BEGIN Provided data
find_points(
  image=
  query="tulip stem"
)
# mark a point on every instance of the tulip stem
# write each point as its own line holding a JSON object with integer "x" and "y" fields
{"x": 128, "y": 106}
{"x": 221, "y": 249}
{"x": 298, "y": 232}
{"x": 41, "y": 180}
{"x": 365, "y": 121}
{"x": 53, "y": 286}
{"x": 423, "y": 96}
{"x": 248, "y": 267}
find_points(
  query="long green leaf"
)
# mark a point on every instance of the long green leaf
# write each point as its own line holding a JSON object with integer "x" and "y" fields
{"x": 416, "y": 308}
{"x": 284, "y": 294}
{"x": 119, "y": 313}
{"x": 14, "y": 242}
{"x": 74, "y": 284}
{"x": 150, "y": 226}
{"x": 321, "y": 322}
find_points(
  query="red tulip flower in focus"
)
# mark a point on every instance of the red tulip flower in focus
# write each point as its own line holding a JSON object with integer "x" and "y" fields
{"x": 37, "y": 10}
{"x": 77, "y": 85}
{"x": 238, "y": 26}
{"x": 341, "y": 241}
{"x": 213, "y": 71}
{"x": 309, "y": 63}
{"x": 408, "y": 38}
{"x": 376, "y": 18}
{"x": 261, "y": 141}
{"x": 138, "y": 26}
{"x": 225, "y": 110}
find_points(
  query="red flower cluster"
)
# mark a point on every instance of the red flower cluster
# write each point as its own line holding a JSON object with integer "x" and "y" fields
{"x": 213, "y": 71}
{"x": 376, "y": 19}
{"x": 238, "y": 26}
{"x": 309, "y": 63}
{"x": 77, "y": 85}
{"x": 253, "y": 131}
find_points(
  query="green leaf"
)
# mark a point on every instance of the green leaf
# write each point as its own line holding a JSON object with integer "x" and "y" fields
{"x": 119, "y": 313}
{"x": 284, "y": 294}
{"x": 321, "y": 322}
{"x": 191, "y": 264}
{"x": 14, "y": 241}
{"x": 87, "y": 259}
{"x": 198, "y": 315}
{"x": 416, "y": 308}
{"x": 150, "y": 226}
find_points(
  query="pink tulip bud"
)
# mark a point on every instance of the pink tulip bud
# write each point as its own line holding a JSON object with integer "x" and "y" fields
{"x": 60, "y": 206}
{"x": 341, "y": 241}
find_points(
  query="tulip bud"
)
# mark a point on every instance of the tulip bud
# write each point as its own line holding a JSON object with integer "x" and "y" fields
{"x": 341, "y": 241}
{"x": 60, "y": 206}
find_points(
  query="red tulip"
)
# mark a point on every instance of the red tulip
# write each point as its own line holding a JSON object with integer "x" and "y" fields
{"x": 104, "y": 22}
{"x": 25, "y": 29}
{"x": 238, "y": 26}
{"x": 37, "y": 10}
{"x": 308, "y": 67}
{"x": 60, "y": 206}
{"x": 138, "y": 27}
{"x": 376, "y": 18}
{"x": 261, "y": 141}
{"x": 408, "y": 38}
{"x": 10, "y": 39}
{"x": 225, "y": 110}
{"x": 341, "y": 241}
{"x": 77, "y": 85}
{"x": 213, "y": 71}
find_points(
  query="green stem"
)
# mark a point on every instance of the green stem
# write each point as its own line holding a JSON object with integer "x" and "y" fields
END Provided data
Aim of the exercise :: Pick out every line above that contains the word "pink", and copy each one.

Result for this exercise ::
  query="pink tulip bud"
# mark a point on every instance of the pink tulip bud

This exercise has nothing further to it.